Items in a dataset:
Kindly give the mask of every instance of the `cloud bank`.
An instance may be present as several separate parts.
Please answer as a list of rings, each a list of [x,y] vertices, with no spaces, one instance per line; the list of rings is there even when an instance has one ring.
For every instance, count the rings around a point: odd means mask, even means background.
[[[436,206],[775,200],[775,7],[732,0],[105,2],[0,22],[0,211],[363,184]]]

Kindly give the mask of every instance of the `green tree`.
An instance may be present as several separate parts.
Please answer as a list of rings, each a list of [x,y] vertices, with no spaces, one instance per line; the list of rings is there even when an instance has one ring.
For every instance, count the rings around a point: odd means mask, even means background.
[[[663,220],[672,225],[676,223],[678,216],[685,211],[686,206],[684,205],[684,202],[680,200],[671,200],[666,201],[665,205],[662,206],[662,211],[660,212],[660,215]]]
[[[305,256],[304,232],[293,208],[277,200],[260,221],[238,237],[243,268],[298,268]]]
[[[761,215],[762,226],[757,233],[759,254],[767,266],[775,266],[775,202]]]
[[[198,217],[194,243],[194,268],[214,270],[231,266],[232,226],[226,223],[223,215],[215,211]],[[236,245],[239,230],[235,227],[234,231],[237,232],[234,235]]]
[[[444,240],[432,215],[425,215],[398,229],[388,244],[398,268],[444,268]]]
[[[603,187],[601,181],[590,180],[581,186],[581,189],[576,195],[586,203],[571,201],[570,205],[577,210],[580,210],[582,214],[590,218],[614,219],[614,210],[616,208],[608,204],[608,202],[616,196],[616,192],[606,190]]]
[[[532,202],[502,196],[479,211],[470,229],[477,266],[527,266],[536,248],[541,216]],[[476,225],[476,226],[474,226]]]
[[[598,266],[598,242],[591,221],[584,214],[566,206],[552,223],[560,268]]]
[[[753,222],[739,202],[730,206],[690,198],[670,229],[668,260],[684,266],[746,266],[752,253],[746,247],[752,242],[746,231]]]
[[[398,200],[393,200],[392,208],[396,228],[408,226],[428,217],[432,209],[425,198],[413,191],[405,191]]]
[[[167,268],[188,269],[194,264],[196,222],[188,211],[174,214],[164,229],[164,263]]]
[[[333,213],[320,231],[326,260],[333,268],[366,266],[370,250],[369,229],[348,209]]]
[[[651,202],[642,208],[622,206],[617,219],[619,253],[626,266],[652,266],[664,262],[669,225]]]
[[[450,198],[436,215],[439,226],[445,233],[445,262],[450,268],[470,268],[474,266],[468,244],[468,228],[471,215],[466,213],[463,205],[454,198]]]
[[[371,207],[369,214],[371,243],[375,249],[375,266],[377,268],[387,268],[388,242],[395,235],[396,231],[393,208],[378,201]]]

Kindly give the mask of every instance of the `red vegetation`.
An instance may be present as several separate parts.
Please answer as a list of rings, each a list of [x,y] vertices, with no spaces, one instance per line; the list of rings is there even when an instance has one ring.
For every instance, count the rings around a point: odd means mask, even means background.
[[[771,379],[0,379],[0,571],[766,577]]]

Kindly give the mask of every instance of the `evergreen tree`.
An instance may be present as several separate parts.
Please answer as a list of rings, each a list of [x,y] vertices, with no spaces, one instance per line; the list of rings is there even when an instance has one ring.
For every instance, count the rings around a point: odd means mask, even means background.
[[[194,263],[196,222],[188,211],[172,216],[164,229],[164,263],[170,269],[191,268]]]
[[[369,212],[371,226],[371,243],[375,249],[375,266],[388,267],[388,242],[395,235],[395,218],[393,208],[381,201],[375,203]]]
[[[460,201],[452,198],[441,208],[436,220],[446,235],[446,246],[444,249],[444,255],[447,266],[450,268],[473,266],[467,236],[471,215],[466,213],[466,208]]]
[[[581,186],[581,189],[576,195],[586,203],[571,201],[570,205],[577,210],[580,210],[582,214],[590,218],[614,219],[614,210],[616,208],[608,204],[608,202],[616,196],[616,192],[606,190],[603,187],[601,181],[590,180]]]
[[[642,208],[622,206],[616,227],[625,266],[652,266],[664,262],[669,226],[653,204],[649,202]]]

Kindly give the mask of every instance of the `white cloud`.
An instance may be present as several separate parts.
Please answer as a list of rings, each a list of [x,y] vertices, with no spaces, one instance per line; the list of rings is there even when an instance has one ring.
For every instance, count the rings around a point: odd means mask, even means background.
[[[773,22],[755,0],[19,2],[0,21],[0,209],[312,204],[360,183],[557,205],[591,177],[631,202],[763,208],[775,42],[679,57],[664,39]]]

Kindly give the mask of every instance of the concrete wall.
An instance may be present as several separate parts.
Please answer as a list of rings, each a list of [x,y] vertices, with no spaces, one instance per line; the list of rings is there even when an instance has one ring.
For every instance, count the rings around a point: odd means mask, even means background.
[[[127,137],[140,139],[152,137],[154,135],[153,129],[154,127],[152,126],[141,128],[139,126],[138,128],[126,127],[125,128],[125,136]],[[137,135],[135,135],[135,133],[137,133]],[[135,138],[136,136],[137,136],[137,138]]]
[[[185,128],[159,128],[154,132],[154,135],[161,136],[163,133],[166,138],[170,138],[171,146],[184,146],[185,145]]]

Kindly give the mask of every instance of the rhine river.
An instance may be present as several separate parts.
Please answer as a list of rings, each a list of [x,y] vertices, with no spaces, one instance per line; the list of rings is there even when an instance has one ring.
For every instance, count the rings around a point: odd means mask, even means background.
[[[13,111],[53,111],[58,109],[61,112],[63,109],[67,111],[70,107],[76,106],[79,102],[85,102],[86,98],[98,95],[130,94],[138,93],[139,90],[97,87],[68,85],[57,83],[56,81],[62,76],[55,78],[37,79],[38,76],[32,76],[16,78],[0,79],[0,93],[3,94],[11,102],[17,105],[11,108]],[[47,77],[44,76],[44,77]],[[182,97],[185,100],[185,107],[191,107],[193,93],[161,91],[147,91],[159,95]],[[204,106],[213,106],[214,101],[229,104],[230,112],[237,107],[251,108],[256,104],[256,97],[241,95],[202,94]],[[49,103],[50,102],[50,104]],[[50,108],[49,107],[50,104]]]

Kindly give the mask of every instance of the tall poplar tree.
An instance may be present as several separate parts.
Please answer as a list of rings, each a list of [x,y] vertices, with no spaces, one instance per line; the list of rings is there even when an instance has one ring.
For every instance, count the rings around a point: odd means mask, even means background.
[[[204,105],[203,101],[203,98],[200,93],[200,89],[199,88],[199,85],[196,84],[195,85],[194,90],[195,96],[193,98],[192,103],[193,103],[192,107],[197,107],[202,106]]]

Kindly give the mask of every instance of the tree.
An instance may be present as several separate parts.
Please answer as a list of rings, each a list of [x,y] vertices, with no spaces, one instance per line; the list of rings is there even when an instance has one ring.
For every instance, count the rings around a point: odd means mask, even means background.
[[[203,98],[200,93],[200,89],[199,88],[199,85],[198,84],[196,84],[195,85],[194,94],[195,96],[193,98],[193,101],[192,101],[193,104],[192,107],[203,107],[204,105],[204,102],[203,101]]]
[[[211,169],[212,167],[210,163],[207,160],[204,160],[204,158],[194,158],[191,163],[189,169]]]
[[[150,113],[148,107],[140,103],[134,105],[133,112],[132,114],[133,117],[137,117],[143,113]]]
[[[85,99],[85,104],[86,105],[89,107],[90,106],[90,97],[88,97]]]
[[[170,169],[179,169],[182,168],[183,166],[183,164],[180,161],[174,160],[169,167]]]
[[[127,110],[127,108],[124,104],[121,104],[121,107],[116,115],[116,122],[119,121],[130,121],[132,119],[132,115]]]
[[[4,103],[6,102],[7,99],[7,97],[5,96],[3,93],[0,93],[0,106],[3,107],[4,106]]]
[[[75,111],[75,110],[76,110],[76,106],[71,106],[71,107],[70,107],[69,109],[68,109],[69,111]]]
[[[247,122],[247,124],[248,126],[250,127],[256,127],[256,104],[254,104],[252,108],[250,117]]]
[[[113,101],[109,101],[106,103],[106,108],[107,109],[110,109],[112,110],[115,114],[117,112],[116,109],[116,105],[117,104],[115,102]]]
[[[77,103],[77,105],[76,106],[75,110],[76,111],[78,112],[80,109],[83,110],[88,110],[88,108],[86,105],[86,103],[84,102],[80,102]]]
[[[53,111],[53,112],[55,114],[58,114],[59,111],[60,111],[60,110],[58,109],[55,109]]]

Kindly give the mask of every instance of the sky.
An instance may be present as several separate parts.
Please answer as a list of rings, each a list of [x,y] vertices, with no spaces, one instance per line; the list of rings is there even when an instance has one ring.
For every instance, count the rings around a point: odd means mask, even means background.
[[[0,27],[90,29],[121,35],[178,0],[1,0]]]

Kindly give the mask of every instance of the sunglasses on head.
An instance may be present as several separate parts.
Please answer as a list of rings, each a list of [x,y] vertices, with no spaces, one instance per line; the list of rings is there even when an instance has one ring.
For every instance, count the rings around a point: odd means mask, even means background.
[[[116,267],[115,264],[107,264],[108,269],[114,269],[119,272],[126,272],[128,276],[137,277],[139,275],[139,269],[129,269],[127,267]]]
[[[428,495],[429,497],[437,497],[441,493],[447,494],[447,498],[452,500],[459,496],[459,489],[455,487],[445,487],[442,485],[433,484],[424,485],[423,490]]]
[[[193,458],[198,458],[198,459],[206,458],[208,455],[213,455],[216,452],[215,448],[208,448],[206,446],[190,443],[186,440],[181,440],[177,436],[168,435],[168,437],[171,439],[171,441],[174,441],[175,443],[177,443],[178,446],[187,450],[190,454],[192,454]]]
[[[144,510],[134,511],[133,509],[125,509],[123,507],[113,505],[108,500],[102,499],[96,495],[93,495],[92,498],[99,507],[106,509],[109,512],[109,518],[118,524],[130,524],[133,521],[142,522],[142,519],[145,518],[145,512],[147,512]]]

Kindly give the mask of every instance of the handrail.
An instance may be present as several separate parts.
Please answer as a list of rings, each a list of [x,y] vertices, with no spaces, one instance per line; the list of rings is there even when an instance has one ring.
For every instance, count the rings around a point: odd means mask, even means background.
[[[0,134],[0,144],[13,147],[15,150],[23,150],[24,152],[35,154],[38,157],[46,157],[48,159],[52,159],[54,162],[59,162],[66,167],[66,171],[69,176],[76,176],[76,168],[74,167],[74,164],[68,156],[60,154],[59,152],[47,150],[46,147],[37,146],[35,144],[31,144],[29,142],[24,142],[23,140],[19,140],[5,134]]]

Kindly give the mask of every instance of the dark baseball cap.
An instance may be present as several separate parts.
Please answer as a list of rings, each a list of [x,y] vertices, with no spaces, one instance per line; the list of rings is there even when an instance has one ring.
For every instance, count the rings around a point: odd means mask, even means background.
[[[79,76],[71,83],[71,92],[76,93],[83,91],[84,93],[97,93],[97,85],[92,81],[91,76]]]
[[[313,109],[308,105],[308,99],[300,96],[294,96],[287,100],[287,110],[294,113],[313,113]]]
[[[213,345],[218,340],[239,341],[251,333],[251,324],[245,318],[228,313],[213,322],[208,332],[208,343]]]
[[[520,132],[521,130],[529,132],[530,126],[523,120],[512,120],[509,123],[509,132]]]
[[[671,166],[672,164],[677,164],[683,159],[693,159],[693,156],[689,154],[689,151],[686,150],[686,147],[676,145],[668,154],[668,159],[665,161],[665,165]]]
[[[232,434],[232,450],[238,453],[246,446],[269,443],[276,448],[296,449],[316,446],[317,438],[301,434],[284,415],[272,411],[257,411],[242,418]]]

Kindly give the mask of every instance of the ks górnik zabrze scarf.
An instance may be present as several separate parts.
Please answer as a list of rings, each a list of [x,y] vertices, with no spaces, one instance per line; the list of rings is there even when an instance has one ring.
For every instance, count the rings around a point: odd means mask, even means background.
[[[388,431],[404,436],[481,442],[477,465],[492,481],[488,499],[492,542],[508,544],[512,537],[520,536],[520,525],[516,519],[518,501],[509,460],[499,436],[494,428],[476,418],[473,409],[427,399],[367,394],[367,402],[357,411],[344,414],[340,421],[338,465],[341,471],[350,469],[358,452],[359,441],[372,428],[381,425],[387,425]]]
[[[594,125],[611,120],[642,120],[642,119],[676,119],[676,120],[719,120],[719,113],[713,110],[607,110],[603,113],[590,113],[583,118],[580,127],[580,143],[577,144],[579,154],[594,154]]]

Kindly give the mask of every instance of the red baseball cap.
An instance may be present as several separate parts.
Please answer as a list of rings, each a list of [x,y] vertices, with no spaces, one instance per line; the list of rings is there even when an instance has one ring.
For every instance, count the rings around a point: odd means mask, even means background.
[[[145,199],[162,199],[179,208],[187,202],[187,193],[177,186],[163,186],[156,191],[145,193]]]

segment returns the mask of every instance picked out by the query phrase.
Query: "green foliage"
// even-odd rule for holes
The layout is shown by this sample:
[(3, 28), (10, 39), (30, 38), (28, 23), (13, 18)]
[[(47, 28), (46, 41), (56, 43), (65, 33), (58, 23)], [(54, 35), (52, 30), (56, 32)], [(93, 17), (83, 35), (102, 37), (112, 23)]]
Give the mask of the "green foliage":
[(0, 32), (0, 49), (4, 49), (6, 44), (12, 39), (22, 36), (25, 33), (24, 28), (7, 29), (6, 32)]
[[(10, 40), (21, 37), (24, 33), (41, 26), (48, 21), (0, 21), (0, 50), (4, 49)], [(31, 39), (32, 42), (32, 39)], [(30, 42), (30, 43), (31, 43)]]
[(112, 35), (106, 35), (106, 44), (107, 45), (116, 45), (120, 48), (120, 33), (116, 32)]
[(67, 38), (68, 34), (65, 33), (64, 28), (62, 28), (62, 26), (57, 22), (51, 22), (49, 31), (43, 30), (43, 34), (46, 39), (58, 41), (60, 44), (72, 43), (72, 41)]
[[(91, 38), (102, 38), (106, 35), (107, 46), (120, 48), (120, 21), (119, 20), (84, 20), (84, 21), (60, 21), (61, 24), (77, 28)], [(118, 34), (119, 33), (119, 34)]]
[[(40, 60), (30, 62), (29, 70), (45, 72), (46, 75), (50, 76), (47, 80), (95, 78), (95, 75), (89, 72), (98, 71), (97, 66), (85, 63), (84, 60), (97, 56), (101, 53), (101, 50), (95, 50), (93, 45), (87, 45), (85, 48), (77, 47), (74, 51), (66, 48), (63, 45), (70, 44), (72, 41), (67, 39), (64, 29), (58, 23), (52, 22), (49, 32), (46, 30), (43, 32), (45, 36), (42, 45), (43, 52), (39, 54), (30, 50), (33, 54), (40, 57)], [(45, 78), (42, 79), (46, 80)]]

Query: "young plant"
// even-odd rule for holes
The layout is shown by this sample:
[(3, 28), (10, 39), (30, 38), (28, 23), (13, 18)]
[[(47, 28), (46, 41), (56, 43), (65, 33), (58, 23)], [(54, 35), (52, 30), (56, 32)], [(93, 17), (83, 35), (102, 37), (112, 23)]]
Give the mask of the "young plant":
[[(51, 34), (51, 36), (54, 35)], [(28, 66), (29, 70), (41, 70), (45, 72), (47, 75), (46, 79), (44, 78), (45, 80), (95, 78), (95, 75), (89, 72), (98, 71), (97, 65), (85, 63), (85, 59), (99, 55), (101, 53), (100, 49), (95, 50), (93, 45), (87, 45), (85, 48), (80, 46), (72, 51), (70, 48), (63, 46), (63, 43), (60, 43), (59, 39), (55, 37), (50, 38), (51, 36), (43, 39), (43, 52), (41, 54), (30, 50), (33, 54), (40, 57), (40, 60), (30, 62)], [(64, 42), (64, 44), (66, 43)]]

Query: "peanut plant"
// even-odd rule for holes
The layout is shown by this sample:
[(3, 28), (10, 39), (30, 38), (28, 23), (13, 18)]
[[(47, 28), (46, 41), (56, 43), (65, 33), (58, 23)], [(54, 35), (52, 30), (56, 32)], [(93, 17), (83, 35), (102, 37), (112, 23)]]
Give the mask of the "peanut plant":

§ **Your objective**: How many lines of the records contain the string "baseball", matching case exactly? Reply with the number only.

§ **Written solution**: 2